WHAT IS REQUIRED:
All lines in the records below that hold "Query" are to be shown.
============================================================
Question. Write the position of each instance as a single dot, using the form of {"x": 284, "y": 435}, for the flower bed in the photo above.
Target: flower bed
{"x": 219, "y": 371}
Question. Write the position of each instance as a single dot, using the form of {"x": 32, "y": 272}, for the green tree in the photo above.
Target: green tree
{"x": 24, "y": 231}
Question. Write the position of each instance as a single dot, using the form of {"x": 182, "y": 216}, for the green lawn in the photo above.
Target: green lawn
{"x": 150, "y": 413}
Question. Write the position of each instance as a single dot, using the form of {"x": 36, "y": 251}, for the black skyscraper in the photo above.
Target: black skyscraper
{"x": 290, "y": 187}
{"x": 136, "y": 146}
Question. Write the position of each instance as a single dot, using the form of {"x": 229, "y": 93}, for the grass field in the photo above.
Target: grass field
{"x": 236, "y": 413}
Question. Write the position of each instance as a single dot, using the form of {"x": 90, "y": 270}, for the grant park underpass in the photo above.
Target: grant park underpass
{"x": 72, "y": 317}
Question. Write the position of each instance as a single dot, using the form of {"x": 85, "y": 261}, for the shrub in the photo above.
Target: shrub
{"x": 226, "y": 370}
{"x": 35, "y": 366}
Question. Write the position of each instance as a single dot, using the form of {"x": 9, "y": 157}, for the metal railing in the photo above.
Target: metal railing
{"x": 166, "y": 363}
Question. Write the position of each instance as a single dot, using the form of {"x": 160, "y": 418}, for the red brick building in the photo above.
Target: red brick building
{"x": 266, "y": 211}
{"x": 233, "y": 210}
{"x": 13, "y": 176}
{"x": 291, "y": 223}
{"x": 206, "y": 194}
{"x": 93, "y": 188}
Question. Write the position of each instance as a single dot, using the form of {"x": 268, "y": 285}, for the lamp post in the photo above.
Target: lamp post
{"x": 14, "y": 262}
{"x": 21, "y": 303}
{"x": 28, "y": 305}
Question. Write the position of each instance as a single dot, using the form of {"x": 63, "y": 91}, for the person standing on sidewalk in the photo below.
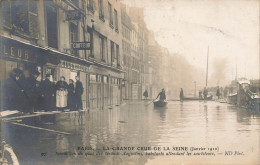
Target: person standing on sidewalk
{"x": 61, "y": 94}
{"x": 71, "y": 95}
{"x": 47, "y": 93}
{"x": 31, "y": 91}
{"x": 11, "y": 91}
{"x": 78, "y": 93}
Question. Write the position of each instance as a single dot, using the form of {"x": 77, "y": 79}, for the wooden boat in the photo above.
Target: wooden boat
{"x": 160, "y": 103}
{"x": 197, "y": 98}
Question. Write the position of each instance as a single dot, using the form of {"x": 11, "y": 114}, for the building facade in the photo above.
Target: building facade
{"x": 66, "y": 38}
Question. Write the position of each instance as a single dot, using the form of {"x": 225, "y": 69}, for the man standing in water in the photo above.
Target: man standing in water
{"x": 162, "y": 95}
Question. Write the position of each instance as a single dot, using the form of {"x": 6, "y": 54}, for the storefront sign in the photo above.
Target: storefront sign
{"x": 19, "y": 53}
{"x": 73, "y": 66}
{"x": 62, "y": 5}
{"x": 73, "y": 15}
{"x": 81, "y": 45}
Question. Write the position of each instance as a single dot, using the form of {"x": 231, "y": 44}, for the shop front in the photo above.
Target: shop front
{"x": 15, "y": 54}
{"x": 104, "y": 88}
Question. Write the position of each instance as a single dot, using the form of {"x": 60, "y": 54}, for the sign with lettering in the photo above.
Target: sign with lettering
{"x": 73, "y": 15}
{"x": 20, "y": 53}
{"x": 81, "y": 45}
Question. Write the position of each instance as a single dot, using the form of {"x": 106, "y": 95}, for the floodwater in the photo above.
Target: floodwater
{"x": 220, "y": 134}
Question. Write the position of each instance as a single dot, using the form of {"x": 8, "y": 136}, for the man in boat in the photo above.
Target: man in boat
{"x": 181, "y": 95}
{"x": 162, "y": 95}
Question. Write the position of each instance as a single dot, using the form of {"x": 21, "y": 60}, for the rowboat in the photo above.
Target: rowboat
{"x": 160, "y": 103}
{"x": 197, "y": 98}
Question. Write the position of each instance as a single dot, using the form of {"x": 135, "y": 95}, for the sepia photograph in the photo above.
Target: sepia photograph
{"x": 129, "y": 82}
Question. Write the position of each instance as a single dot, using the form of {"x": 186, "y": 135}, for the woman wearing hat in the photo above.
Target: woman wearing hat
{"x": 12, "y": 91}
{"x": 61, "y": 93}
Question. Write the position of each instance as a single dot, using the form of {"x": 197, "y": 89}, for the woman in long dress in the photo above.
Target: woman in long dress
{"x": 71, "y": 95}
{"x": 61, "y": 93}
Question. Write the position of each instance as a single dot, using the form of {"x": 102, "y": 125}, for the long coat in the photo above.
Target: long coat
{"x": 47, "y": 91}
{"x": 79, "y": 88}
{"x": 71, "y": 97}
{"x": 11, "y": 94}
{"x": 61, "y": 94}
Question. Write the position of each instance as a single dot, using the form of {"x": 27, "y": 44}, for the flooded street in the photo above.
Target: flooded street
{"x": 125, "y": 134}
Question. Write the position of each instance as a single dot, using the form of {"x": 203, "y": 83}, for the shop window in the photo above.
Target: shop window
{"x": 75, "y": 2}
{"x": 112, "y": 52}
{"x": 116, "y": 20}
{"x": 90, "y": 39}
{"x": 93, "y": 77}
{"x": 110, "y": 15}
{"x": 12, "y": 51}
{"x": 101, "y": 9}
{"x": 102, "y": 47}
{"x": 6, "y": 14}
{"x": 52, "y": 27}
{"x": 74, "y": 36}
{"x": 117, "y": 56}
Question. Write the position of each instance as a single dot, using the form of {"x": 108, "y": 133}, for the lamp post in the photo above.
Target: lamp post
{"x": 195, "y": 88}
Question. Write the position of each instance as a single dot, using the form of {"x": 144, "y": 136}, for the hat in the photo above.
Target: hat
{"x": 17, "y": 72}
{"x": 35, "y": 72}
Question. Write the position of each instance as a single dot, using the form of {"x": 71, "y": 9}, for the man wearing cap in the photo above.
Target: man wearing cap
{"x": 47, "y": 93}
{"x": 11, "y": 91}
{"x": 161, "y": 95}
{"x": 31, "y": 91}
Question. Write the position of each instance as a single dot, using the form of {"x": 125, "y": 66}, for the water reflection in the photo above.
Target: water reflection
{"x": 135, "y": 124}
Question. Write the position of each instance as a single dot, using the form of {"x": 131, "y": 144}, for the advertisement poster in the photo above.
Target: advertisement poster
{"x": 129, "y": 82}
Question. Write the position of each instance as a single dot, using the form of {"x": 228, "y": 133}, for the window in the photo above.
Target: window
{"x": 116, "y": 20}
{"x": 74, "y": 36}
{"x": 102, "y": 47}
{"x": 90, "y": 39}
{"x": 75, "y": 2}
{"x": 101, "y": 10}
{"x": 20, "y": 19}
{"x": 6, "y": 14}
{"x": 117, "y": 56}
{"x": 112, "y": 52}
{"x": 110, "y": 15}
{"x": 52, "y": 27}
{"x": 90, "y": 5}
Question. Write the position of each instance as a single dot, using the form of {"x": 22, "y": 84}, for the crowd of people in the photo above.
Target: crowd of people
{"x": 22, "y": 92}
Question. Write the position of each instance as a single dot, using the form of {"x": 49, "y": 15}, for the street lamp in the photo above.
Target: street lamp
{"x": 195, "y": 88}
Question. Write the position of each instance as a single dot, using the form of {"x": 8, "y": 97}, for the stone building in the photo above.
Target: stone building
{"x": 66, "y": 38}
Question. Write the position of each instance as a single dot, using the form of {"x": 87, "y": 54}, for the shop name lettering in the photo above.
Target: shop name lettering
{"x": 81, "y": 45}
{"x": 15, "y": 52}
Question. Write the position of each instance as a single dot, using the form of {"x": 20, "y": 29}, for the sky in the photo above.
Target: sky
{"x": 229, "y": 28}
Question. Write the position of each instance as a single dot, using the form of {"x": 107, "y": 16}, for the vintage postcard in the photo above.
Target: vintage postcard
{"x": 129, "y": 82}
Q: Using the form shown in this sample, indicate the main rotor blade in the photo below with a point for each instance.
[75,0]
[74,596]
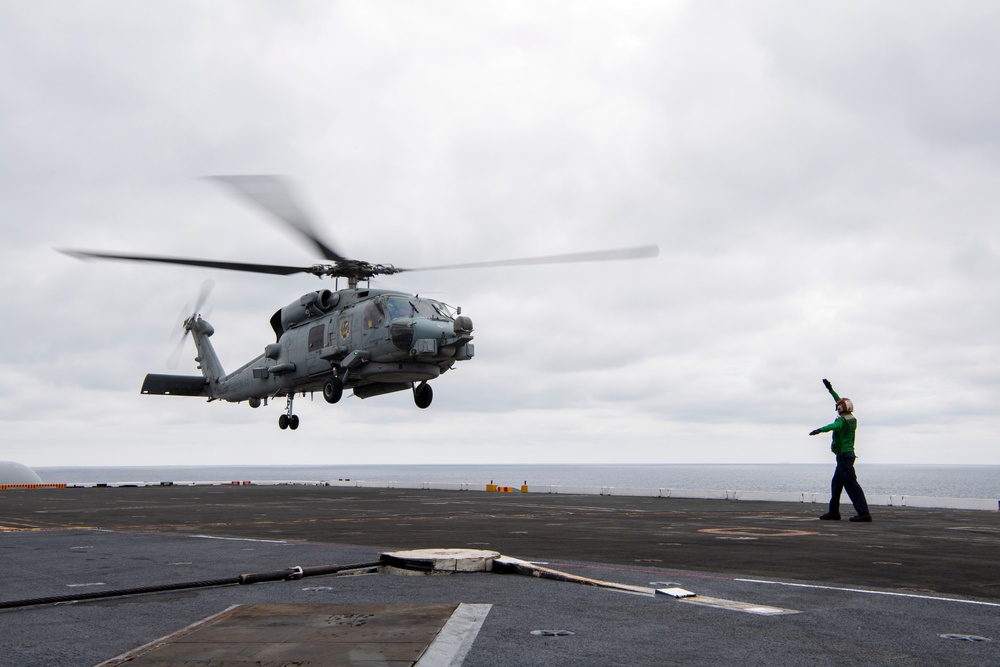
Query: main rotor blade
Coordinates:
[274,269]
[274,195]
[595,256]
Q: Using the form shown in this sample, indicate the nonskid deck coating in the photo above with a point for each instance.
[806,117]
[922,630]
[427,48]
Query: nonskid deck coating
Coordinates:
[923,550]
[866,594]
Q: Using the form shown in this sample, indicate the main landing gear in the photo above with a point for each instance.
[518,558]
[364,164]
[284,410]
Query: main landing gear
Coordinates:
[333,390]
[288,420]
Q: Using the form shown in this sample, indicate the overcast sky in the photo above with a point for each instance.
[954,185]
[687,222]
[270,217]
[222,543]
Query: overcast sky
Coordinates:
[822,179]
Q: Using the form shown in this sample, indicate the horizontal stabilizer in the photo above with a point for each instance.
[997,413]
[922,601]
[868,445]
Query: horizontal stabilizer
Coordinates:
[175,385]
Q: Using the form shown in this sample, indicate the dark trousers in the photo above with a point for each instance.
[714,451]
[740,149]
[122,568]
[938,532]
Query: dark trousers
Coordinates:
[844,478]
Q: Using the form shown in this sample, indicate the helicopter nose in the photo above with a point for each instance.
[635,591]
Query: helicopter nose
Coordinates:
[463,324]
============================================================
WRITTEN REPLY:
Query: main rotor blade
Query: nonskid deck coating
Query: main landing gear
Query: overcast sky
Query: horizontal stabilizer
Query: dark trousers
Query: helicopter nose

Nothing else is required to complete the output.